Selected passage:
[Berkeley, CA, June 8, 2022] — At Home With Growing Older today announces it has awarded the 2022 Impact Award to the renowned geriatrician from the University of California, San Francisco, Dr. Louise Aronson. The award, presented by Susanne Stadler, Executive Director of At Home With Growing Older, honors individuals whose work has had a lasting positive impact on the experiences of later life.
Stadler said, “Our annual agein pays homage to the sit-in movements of the 1960s. Bringing people together for community, common vision, and conversation, are the most powerful tools to effect change. And, the field of aging stands to benefit by not only bridging across disciplines but also across generations, engaging all of us as stakeholders in our shared future.”
Dr. Aronson is renowned for her pioneering work in medicine in geriatrics, research, and writing, as well as her entrepreneurial drive and generous spirit. Aronson is also a New York Times best-selling author for her book, Elderhood.
The award was officially announced during At Home With Growing Older’s third annual agein on June 4, 2022, at the Destiny Arts Center in Oakland, California. The theme of the event was Elder Wisdom: An Overlooked Resource for Trying Times, and included panelists:
- Sarah Crowell, co-founder and artistic director emerita of Destiny Arts Center;
- Sasha Johfre, Ph.D. candidate in Sociology at Stanford University;
- Amy Meyer, known as the “Mother of the Golden Gate National Recreation Area” and author of “New Guardians for the Golden Gate: How America Got a Great National Park;”
- Sandy Mori, social justice advocate and co-founder of Kimochi, Inc., a nonprofit organization serving Japanese American Elders, and
- Jennie Chin Hansen, former Executive Director of OnLok, which became the prototype for the Program of All-Inclusive Care for the Elderly (PACE), which was established through federal law as well as past CEO of the American Geriatrics Society and past President of 38 million member AARP.
“This year’s theme is a direct response to the urgent and unprecedented array of challenges we are facing. To address and solve these challenges we’re facing today, we need to conduct a ‘wisdom search’ so we turned to trailblazing, women leaders who know that, in order to solve the challenges of today, it’s imperative that we bring generations together. Each of our speakers shared her recipe for success, including how to commit to a vision for the future and how to connect across generations. I’m inspired by what they’ve demonstrated is possible and their unwavering commitment to bringing about unimaginable change,” said Stadler.

Actions to take:
[1] In the Impact Award press release, transcribe the passage starting at "[Berkeley, CA, June" and ending at "of later life.".
[2] Answer these questions from the Impact Award press release:
(a) On what date and at what venue was the award officially announced?
(b) What is the title of Dr. Aronson's New York Times best-selling book?
(c) What nonprofit organization did Sandy Mori co-found?

Dataset records:

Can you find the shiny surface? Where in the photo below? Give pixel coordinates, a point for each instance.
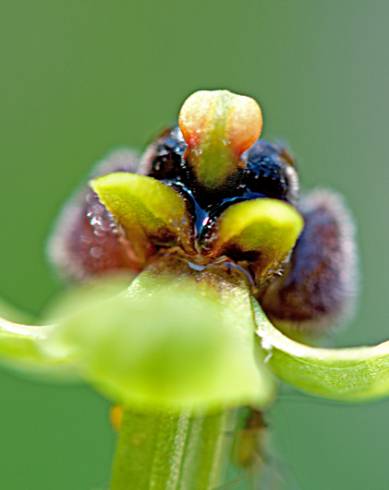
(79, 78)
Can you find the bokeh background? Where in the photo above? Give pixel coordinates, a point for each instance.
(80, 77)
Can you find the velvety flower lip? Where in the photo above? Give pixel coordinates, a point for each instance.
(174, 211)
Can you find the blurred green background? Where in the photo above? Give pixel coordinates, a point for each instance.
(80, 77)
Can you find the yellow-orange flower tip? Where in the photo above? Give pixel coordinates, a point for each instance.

---

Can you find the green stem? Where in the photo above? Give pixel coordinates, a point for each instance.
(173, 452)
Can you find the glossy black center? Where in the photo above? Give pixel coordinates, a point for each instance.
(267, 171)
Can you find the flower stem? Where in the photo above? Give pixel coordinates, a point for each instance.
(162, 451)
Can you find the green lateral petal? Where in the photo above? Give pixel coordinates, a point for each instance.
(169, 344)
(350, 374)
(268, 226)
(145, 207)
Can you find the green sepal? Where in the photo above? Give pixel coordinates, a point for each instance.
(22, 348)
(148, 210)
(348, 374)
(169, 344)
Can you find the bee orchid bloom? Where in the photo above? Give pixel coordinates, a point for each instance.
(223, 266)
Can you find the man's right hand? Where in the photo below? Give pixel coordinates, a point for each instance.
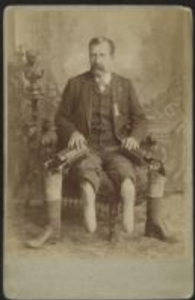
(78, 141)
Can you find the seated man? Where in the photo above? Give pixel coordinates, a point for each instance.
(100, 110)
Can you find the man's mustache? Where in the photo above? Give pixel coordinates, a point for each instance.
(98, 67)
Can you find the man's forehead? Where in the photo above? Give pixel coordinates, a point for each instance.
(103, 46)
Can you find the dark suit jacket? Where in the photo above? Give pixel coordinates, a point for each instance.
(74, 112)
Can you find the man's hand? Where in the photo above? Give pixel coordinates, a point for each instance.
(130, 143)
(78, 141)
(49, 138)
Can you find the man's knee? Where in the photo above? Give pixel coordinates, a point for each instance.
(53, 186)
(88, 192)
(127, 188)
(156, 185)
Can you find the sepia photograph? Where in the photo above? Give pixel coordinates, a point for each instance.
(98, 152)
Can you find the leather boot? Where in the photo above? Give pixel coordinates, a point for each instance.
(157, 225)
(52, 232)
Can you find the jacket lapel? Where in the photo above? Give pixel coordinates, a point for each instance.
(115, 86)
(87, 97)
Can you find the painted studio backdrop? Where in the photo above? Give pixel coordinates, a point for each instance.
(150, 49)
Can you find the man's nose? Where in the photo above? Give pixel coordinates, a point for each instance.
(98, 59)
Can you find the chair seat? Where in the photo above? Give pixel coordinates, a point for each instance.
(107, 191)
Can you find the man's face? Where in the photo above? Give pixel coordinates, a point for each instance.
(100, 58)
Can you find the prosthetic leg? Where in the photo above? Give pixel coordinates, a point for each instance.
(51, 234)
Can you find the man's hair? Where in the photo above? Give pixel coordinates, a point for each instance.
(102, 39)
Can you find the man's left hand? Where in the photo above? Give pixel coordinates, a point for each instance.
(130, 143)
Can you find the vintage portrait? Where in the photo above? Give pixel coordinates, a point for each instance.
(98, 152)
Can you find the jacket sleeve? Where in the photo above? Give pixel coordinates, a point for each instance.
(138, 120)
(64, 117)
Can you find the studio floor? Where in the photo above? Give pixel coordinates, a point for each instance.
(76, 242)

* * *

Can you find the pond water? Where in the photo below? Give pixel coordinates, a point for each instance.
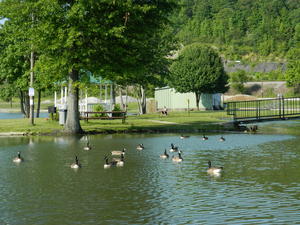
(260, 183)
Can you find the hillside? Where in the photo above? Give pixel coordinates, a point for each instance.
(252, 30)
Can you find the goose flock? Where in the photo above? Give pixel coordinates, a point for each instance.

Answers by item:
[1]
[Berkeley, CA, June 8, 2022] — At Home With Growing Older today announces it has awarded the 2022 Impact Award to the renowned geriatrician from the University of California, San Francisco, Dr. Louise Aronson. The award, presented by Susanne Stadler, Executive Director of At Home With Growing Older, honors individuals whose work has had a lasting positive impact on the experiences of later life.

[2]
(a) June 4, 2022, at the Destiny Arts Center in Oakland, California.
(b) Elderhood.
(c) Kimochi, Inc.